Task statement:
Could every line of the data be printed exactly as it reads?

Material provided:
++++++
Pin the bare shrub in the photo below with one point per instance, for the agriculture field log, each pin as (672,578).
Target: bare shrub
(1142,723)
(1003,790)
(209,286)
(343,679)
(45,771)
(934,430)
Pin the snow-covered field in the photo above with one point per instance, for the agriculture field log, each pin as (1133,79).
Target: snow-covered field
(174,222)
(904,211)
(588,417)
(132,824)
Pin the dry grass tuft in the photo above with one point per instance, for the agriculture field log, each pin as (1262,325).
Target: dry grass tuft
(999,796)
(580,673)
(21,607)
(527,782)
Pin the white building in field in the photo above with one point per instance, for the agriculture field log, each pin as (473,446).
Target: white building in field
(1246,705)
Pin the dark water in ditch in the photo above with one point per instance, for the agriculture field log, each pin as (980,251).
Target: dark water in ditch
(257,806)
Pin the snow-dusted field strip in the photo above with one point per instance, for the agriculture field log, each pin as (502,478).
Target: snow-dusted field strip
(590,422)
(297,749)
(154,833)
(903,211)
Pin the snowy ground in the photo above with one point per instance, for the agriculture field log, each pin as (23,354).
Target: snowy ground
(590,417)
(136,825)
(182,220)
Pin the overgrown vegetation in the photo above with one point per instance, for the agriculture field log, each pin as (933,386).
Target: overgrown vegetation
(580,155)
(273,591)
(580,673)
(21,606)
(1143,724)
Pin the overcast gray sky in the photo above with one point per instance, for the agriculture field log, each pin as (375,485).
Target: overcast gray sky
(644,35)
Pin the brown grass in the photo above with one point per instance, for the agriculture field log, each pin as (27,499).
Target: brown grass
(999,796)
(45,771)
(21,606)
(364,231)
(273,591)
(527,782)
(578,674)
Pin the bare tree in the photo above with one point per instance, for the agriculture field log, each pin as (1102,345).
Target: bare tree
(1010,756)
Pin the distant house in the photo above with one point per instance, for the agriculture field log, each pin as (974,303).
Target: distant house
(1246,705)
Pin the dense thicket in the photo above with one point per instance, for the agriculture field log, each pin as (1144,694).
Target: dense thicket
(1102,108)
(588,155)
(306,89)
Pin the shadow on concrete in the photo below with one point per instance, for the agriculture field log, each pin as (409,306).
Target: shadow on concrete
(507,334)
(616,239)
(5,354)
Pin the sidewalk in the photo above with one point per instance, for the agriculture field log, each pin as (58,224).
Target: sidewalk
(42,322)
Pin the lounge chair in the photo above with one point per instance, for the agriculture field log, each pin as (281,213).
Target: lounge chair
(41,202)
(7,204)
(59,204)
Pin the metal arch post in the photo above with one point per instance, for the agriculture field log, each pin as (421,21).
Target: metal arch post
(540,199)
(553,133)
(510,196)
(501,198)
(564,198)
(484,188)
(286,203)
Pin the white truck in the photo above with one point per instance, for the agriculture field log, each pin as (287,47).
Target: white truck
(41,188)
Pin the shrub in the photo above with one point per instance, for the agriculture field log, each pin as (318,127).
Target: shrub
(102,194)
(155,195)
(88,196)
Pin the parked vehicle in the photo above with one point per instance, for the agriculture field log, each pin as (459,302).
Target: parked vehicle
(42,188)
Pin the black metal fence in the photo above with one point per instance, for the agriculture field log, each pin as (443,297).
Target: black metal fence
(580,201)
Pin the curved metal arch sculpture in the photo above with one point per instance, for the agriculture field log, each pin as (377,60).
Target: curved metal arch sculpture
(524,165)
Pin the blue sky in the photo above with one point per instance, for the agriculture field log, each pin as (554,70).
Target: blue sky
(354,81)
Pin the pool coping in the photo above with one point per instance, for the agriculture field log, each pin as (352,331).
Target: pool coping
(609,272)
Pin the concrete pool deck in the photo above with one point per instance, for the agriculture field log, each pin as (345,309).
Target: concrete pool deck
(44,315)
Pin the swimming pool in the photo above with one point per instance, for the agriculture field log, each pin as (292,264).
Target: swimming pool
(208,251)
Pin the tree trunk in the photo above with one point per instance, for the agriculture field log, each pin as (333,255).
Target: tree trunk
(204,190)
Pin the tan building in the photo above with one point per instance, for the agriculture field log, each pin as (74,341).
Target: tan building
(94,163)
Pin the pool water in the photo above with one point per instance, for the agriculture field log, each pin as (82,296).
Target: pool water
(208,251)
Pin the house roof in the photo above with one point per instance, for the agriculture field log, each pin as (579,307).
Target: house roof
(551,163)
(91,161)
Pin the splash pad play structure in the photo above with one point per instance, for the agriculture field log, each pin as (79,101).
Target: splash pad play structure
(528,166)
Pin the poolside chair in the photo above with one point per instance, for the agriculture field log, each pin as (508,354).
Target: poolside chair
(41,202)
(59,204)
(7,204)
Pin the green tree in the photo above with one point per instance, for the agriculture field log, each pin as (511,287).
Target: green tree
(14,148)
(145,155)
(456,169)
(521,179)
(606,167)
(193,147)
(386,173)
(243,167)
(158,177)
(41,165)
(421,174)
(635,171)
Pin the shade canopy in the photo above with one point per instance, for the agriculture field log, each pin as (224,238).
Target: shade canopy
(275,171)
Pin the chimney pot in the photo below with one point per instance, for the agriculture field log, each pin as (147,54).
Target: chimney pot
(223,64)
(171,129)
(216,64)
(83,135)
++++++
Correct answer:
Pin the bare shrub in the photo below with one point per instance, for the agriculture field log, each pin as (672,578).
Target: bare shrub
(1142,723)
(1003,790)
(209,286)
(343,679)
(45,771)
(934,430)
Pin the snow-covered field in the photo above with one point per instance, for the agriculture field log, each pin as (1133,79).
Target: snow-covered field
(174,222)
(904,211)
(588,417)
(132,824)
Pin the dry grass tuft in the photo above with one point per instance, for the agriculture field log, each pin as (1262,325).
Target: dry grass tuft
(999,796)
(580,673)
(21,607)
(527,782)
Pin the white building in field in the photo above with one point per instance, for the agriculture field log, each pin as (473,446).
Target: white building in field
(1246,705)
Pin the dark water in ditch in the photo above with one point per instance, for the agriculture field log, each pin as (980,251).
Target: dark water in ditch
(257,806)
Pin the snow-dusted field strip in the photo above with one point per instance, for the agriculture field log, each pin as (502,478).
Target: snow-dusted field strip
(590,422)
(297,749)
(154,833)
(903,211)
Pin the snowy ground in the photo above with one point per instance, for the agriculture field log, each pin as (23,354).
Target: snowy ground
(590,417)
(136,825)
(182,220)
Pin the overgrown vegetation in the photo above with one point per instance, for the agriculture field log, each pin as (933,386).
Target: overgrown vegetation
(580,155)
(273,591)
(580,673)
(21,606)
(1143,724)
Pin the overcast gray sky in the photo above with one point per instance, for the agriculture field log, each pin as (375,485).
Target: overcast gray sky
(644,35)
Pin the brown grass in the photo above with one point per instance, for the agriculture field log, each pin as (27,499).
Target: brown grass
(999,796)
(45,771)
(21,606)
(364,231)
(273,591)
(527,782)
(578,674)
Pin the bare tree in the photo above with one point per instance, for the agriculture field log, each pin as (1102,345).
Target: bare tree
(1010,756)
Pin the distant house in the photo above with one point per instance, for the agriculture field log, each pin as (974,303).
Target: distant house
(1246,705)
Pin the dense thicket in the photo above with one point per instance, for the agriculture field log, each pin as (1144,694).
Target: dense thicket
(1102,108)
(588,155)
(306,89)
Pin the shadow on concrete in the photo below with one point per instance, for the agriculture field log, each pin as (409,306).
Target: shadow on concrete
(507,334)
(616,239)
(5,354)
Pin the sidewalk in the photo above with one point per instance, for the agriculture field log, each pin as (58,224).
Target: sidewalk
(42,322)
Pin the lounge chair in the photo above with one point per instance, for the agriculture field log, each pin as (281,213).
Target: lounge chair
(41,202)
(7,204)
(59,204)
Pin the metal arch post in the photo above with one point per instance, for the agriculture field log, each pin as (421,21).
Target: metal arch post
(540,199)
(553,133)
(510,196)
(501,198)
(564,198)
(484,188)
(286,203)
Pin the white truck in the photo above with one point per instance, for the agriculture field log, each pin as (287,47).
Target: white truck
(41,188)
Pin the shrub in the photo above with one point per instance, for the agriculture field log, each pin as (318,127).
Target: shrub
(102,194)
(155,195)
(88,196)
Pin the parked vehicle in the photo above with one point per instance, for the agriculture field log, each pin as (459,302).
Target: parked vehicle
(42,188)
Pin the black metal fence in the photo above with one point per instance, for the agriculture field log, each pin as (443,297).
Target: black metal fence
(580,201)
Pin the curved metal arch sculpture in the photo above with one point per instance, for the agriculture field log, each pin as (377,60).
Target: curved metal arch sculpture
(524,165)
Pin the blue sky in the photo above with one point per instance, for the agriculture field log, each pin as (554,70).
Target: blue sky
(354,81)
Pin the pool coping in the photo above with one point per instance, for the agriculture field log, each pin as (352,331).
Target: pool coping
(609,272)
Pin the concrete pool deck in the photo above with one point per instance, for the agriculture field log, each pin as (345,309).
Target: concrete pool deck
(44,315)
Pin the swimming pool in the photo above with one point per instance, for the agriculture field log, each pin as (292,264).
Target: swimming pool
(208,251)
Pin the tree trunk in the photo above with one point per instance, for the agriculture field log, each pin as (333,255).
Target: tree trunk
(204,190)
Pin the tan building in the photo above with one point per instance, for the agriculture field log, each pin as (74,341).
Target: tan building
(94,163)
Pin the pool water in the photo above with one point per instance, for the agriculture field log, each pin as (82,296).
Target: pool water
(208,251)
Pin the house roof in the photo above with one point per instance, for the agriculture field log, each pin as (579,307).
Target: house roof
(551,163)
(91,161)
Pin the splash pad play structure in the photo above with one point per instance, for the agriculture field log, each pin as (79,101).
Target: splash pad play structure
(528,166)
Pin the poolside chair in the photo above with one point per instance, for the agriculture field log, each pin as (508,354).
Target: poolside chair
(41,202)
(59,204)
(7,204)
Pin the green tree in the photo above with one point per instance, for the agriculture field log, each pin as (511,287).
Target: green tree
(14,148)
(145,155)
(456,169)
(521,179)
(606,167)
(193,147)
(386,173)
(243,167)
(158,177)
(41,165)
(421,174)
(635,171)
Pin the shade canopy in the photo above with one point per instance, for the agriculture field log, each pin as (224,238).
Target: shade canopy
(275,171)
Pin the chimney pot in the photo below with one point per instance, for the agriculture field log, each pin as (147,54).
Target: chimney pot
(223,64)
(171,129)
(216,64)
(83,135)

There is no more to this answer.